- [Available data]:
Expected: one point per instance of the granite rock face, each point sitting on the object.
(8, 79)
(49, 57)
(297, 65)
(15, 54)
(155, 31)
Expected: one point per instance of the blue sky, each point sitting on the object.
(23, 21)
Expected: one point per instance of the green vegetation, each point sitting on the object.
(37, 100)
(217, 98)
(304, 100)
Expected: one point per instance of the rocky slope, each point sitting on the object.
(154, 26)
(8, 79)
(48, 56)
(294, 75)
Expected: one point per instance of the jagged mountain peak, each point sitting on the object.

--

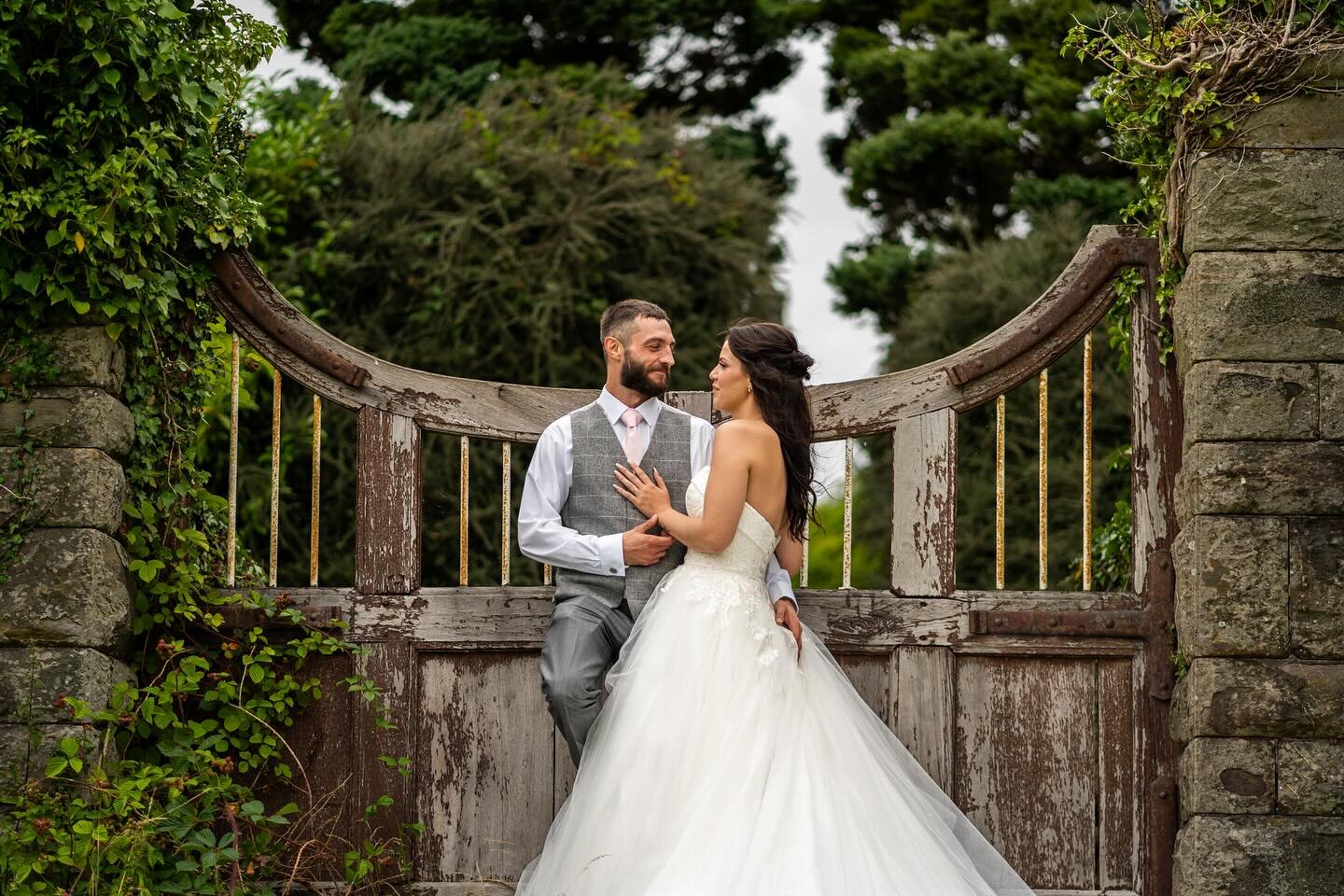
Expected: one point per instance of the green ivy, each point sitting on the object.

- [Your objective]:
Taking the entries above, restate exactly those lines that fall between the line with "Expected: one point per instance of the blue" and the line with "Expected: one point per instance of the jagged", keeping both of those lines too.

- [The answer]:
Expected: one point per instance of the blue sky, each point sitting on the object.
(23, 21)
Expected: one point per instance of the green vegetation, each point sitting on the object.
(37, 100)
(217, 98)
(304, 100)
Expected: one point per instance of the rocky slope, each point sitting on the object.
(154, 26)
(8, 79)
(48, 56)
(294, 75)
Expected: one point per instance of the jagged mountain peak, each point sitting on the object.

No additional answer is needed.